___ Material for this task
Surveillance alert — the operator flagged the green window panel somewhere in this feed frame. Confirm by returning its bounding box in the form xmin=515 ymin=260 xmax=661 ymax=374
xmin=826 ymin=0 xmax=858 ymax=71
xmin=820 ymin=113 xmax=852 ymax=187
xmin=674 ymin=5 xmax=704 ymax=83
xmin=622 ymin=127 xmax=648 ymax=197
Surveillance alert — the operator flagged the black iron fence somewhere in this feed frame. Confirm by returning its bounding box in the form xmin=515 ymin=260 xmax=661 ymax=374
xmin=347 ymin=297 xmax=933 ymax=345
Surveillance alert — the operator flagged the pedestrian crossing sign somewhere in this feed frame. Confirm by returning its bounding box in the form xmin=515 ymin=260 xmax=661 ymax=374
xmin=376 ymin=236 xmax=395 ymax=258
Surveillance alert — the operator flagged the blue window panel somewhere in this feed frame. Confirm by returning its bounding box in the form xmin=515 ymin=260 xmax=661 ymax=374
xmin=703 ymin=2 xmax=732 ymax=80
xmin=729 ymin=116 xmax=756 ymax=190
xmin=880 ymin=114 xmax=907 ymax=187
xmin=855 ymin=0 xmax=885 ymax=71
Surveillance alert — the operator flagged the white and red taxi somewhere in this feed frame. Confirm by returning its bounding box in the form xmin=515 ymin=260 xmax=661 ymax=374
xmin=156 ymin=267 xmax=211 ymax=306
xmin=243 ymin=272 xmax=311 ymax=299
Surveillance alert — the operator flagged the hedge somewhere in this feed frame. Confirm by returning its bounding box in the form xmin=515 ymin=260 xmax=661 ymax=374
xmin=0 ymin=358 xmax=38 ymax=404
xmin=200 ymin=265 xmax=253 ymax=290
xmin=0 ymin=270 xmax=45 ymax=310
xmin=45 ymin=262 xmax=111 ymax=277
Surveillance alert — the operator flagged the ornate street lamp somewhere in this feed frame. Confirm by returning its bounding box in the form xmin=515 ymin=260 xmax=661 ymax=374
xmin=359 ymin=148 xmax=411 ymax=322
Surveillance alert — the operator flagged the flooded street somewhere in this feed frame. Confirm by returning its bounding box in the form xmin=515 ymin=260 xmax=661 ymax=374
______
* [Instructions to follow] Rewrite the lines from the one containing "Surveillance alert — the operator flagged the hedge" through the end of the entries, both ends included. Keep every line, but multiply each bounding-box coordinate in the answers by 0.7 and round to whole numbers with halves rounded up, leaving all other lines unchanged.

* [Reply]
Surveillance alert — the operator flagged the hedge somewhere in this feed frame. Confirm by returning its bounding box in the form xmin=515 ymin=260 xmax=661 ymax=374
xmin=0 ymin=251 xmax=27 ymax=283
xmin=140 ymin=186 xmax=177 ymax=203
xmin=0 ymin=189 xmax=32 ymax=217
xmin=32 ymin=183 xmax=78 ymax=194
Surveillance alert — the operator flagged the ornate street lamp somewhere in this feed frame. Confirm by returning its bounding box in the form xmin=515 ymin=260 xmax=661 ymax=374
xmin=251 ymin=104 xmax=288 ymax=225
Surveillance alert — the operator flagged the flooded street somewhere in this feed frame. Confirm by returning its bounding box in the form xmin=515 ymin=260 xmax=661 ymax=374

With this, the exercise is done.